WRITTEN PROBLEM:
Print the full listing exactly.

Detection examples
==========

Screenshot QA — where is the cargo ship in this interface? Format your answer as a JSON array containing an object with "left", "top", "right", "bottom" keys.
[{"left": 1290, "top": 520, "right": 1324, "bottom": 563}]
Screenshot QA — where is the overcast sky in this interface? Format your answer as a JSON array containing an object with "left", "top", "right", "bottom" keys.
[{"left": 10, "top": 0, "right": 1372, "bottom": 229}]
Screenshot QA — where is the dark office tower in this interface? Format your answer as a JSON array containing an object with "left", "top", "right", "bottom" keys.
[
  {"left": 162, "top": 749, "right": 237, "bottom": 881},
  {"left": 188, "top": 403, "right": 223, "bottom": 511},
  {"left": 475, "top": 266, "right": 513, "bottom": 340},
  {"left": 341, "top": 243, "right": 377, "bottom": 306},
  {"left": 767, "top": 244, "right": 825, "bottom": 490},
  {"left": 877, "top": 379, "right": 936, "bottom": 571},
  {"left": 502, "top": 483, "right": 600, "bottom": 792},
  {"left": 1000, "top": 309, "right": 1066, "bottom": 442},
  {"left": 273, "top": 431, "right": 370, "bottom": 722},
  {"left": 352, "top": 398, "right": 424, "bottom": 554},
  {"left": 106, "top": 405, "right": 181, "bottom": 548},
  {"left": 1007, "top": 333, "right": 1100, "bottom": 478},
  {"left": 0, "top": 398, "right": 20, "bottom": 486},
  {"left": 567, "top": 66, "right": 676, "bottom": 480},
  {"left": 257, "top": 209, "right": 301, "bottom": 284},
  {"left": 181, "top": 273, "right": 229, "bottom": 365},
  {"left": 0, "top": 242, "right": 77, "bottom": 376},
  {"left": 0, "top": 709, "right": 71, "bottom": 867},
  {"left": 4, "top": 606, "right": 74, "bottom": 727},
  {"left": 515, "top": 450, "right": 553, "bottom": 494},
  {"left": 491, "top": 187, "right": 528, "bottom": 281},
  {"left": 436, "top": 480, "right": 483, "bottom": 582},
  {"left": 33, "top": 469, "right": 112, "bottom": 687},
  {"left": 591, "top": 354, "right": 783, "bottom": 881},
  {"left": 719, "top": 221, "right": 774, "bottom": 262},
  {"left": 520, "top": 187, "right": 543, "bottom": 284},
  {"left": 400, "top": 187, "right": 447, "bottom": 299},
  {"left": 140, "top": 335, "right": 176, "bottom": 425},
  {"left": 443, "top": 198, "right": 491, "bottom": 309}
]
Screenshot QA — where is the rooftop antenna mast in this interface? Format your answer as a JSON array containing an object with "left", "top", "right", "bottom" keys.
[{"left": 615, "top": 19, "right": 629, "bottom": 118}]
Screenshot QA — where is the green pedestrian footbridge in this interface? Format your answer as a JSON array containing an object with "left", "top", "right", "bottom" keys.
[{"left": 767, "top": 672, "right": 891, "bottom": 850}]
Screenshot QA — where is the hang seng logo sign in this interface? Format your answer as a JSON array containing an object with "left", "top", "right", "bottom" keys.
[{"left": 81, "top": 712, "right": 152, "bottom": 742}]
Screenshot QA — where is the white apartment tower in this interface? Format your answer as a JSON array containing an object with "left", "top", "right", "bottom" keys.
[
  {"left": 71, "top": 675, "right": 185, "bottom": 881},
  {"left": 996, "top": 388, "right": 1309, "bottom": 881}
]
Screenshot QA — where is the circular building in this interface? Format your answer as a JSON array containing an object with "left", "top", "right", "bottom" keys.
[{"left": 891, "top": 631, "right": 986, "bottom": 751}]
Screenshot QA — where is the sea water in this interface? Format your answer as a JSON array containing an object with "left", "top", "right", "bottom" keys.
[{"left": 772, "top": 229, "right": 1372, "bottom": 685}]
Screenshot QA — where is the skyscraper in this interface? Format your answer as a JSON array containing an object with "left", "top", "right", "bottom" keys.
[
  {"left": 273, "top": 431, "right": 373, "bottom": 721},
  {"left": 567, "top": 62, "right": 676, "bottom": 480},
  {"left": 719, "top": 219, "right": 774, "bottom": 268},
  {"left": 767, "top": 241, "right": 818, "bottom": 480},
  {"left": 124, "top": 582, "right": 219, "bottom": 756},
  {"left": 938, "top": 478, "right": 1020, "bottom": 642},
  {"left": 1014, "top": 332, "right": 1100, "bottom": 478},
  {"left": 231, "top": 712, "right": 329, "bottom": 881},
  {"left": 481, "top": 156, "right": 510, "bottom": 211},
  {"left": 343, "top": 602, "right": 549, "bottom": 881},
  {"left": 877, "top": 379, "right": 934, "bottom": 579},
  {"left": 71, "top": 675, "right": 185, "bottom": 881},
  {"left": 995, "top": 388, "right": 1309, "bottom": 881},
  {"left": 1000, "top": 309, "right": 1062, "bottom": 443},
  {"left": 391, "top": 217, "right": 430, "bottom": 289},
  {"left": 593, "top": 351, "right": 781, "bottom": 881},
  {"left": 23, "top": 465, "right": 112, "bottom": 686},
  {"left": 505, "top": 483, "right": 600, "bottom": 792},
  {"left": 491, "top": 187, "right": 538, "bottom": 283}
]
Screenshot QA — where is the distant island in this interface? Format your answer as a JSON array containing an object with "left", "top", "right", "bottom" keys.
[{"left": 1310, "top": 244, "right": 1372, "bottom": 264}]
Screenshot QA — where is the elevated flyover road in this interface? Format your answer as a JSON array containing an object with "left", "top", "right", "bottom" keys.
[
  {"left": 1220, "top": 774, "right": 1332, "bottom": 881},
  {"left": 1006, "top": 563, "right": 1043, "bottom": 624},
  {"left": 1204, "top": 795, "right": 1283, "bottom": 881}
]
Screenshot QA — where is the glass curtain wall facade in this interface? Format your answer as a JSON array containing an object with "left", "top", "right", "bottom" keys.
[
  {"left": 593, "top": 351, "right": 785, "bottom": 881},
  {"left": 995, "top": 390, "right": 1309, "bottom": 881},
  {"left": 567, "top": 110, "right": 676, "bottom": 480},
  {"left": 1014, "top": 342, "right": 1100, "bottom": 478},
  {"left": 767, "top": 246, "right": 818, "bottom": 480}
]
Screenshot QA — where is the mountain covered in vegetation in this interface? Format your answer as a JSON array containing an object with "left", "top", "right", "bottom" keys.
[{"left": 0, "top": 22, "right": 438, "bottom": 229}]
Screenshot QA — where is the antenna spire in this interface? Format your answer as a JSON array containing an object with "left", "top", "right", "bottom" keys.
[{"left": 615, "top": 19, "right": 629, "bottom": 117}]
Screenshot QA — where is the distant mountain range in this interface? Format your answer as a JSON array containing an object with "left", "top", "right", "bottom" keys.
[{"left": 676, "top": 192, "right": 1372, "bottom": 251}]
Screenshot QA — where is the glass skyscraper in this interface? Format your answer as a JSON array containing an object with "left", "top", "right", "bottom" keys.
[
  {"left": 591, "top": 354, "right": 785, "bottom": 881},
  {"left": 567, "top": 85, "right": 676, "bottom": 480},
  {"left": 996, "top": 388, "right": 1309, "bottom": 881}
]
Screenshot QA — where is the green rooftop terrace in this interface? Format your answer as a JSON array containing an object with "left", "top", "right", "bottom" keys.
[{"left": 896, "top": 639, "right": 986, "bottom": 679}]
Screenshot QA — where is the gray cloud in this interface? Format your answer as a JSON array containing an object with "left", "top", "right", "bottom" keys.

==========

TASK OUTPUT:
Screenshot QA — where is the cargo ship in this interface? Format your answer as a JSON array containing an object with "left", "top", "right", "bottom" keys.
[{"left": 1290, "top": 520, "right": 1324, "bottom": 563}]
Screenshot QA — where is the overcast sky in this interface? Format your answer as a JSON array containing an object with "left", "top", "right", "bottom" keys.
[{"left": 10, "top": 0, "right": 1372, "bottom": 229}]
Screenshot QA — where is the dark office tower in this interface? Format your answer as a JSON array containing an object with "left", "top", "right", "bottom" keys.
[
  {"left": 162, "top": 749, "right": 237, "bottom": 881},
  {"left": 188, "top": 403, "right": 223, "bottom": 511},
  {"left": 475, "top": 266, "right": 513, "bottom": 340},
  {"left": 341, "top": 243, "right": 377, "bottom": 306},
  {"left": 767, "top": 244, "right": 825, "bottom": 490},
  {"left": 877, "top": 379, "right": 936, "bottom": 571},
  {"left": 502, "top": 483, "right": 600, "bottom": 792},
  {"left": 1000, "top": 309, "right": 1066, "bottom": 442},
  {"left": 273, "top": 431, "right": 370, "bottom": 722},
  {"left": 352, "top": 398, "right": 424, "bottom": 554},
  {"left": 106, "top": 405, "right": 181, "bottom": 548},
  {"left": 1007, "top": 333, "right": 1100, "bottom": 478},
  {"left": 0, "top": 398, "right": 20, "bottom": 486},
  {"left": 567, "top": 66, "right": 676, "bottom": 480},
  {"left": 257, "top": 209, "right": 301, "bottom": 284},
  {"left": 181, "top": 273, "right": 229, "bottom": 365},
  {"left": 0, "top": 242, "right": 77, "bottom": 376},
  {"left": 0, "top": 709, "right": 71, "bottom": 867},
  {"left": 4, "top": 606, "right": 74, "bottom": 727},
  {"left": 515, "top": 450, "right": 553, "bottom": 494},
  {"left": 491, "top": 187, "right": 528, "bottom": 281},
  {"left": 436, "top": 480, "right": 483, "bottom": 582},
  {"left": 33, "top": 469, "right": 112, "bottom": 687},
  {"left": 591, "top": 354, "right": 783, "bottom": 881},
  {"left": 719, "top": 221, "right": 774, "bottom": 262},
  {"left": 520, "top": 187, "right": 543, "bottom": 284},
  {"left": 400, "top": 187, "right": 447, "bottom": 299},
  {"left": 140, "top": 335, "right": 176, "bottom": 425},
  {"left": 443, "top": 198, "right": 491, "bottom": 309}
]
Screenshot QA — where is the rooftop antenna mast in this interface? Format your answer as a JSON array containing an object with "left", "top", "right", "bottom" keys.
[{"left": 615, "top": 19, "right": 629, "bottom": 118}]
Screenshot QA — where is the green pedestrian footbridge in this interface? Format your answer as a JSON array containing an object with "left", "top", "right", "bottom" keys.
[{"left": 767, "top": 672, "right": 891, "bottom": 850}]
Screenshot QA — where is the hang seng logo sign in this interface? Format your answer as a JSON array containing an object with "left", "top", "right", "bottom" keys.
[{"left": 81, "top": 712, "right": 152, "bottom": 742}]
Screenshot QA — where is the white apartment tower in this interface? Format your answer as a JSON array containing an object with "left", "top", "right", "bottom" keys.
[
  {"left": 71, "top": 675, "right": 185, "bottom": 881},
  {"left": 996, "top": 388, "right": 1309, "bottom": 881}
]
Screenshot QA — where is the circular building in this interface? Format your answer as a JSON array containing an object with "left", "top", "right", "bottom" keys.
[{"left": 891, "top": 631, "right": 986, "bottom": 751}]
Screenshot QA — where is the sea water in this interface? Format your answer as a JSON array containing an object with "left", "top", "right", "bottom" keys.
[{"left": 772, "top": 229, "right": 1372, "bottom": 685}]
Screenshot QA — where is the skyscraper in this interface? Format your answer as a JSON array containing an object with "left", "top", "right", "bottom" keys.
[
  {"left": 273, "top": 431, "right": 373, "bottom": 721},
  {"left": 567, "top": 62, "right": 676, "bottom": 480},
  {"left": 719, "top": 219, "right": 774, "bottom": 268},
  {"left": 767, "top": 241, "right": 818, "bottom": 480},
  {"left": 124, "top": 582, "right": 219, "bottom": 756},
  {"left": 938, "top": 478, "right": 1020, "bottom": 642},
  {"left": 1014, "top": 332, "right": 1100, "bottom": 478},
  {"left": 231, "top": 712, "right": 329, "bottom": 881},
  {"left": 481, "top": 156, "right": 510, "bottom": 211},
  {"left": 343, "top": 602, "right": 549, "bottom": 881},
  {"left": 877, "top": 379, "right": 934, "bottom": 579},
  {"left": 71, "top": 675, "right": 185, "bottom": 881},
  {"left": 995, "top": 388, "right": 1309, "bottom": 881},
  {"left": 1000, "top": 309, "right": 1062, "bottom": 443},
  {"left": 391, "top": 217, "right": 430, "bottom": 289},
  {"left": 593, "top": 351, "right": 781, "bottom": 881},
  {"left": 23, "top": 465, "right": 112, "bottom": 686},
  {"left": 505, "top": 483, "right": 600, "bottom": 792},
  {"left": 491, "top": 187, "right": 538, "bottom": 283}
]
Screenshot QA — where is the distant island in this interface? Format your answer as a JSON array containing an object with "left", "top", "right", "bottom" keys.
[{"left": 1310, "top": 244, "right": 1372, "bottom": 264}]
Screenshot QA — where is the elevated flyover road in this interface? Format your answer as a JSON array containing an object with "left", "top", "right", "bottom" keys.
[
  {"left": 1220, "top": 774, "right": 1332, "bottom": 881},
  {"left": 1006, "top": 563, "right": 1043, "bottom": 624},
  {"left": 1204, "top": 795, "right": 1283, "bottom": 881}
]
Screenshot QA — where is the glass curtain wall facade in this interface? Format your answer as a JSON array containing an object with "left", "top", "right", "bottom" keys.
[
  {"left": 593, "top": 351, "right": 785, "bottom": 881},
  {"left": 995, "top": 390, "right": 1309, "bottom": 881},
  {"left": 567, "top": 110, "right": 676, "bottom": 480},
  {"left": 1014, "top": 342, "right": 1100, "bottom": 478},
  {"left": 767, "top": 246, "right": 818, "bottom": 480}
]
Screenshot QA — where is the mountain covered in vegetation in this interface? Format your answer as a JSON array containing an object with "left", "top", "right", "bottom" keys.
[{"left": 0, "top": 22, "right": 438, "bottom": 229}]
Screenshot QA — where is the antenna spire in this interface? Format your answer as a JSON array containing an object with "left", "top", "right", "bottom" keys.
[{"left": 615, "top": 19, "right": 629, "bottom": 117}]
Screenshot QA — where is the distant mountain range in this interface? Format your answer as a JSON array containing an object with "left", "top", "right", "bottom" keys.
[{"left": 676, "top": 192, "right": 1372, "bottom": 251}]
Screenshot QA — where is the glass skyscraper in this interface? Format your answer as a JSON array containing an object with "left", "top", "right", "bottom" keys.
[
  {"left": 591, "top": 354, "right": 785, "bottom": 881},
  {"left": 567, "top": 85, "right": 676, "bottom": 480},
  {"left": 996, "top": 388, "right": 1309, "bottom": 881}
]
Screenshot QA — where is the green rooftop terrace in this interface? Format your answer as a JSON array containing an object with "left", "top", "right", "bottom" keys.
[{"left": 896, "top": 639, "right": 986, "bottom": 679}]
Screenshot QA — where is the gray cloud in this interface? Format your answer as a JSON array containing an object with "left", "top", "right", "bottom" keys.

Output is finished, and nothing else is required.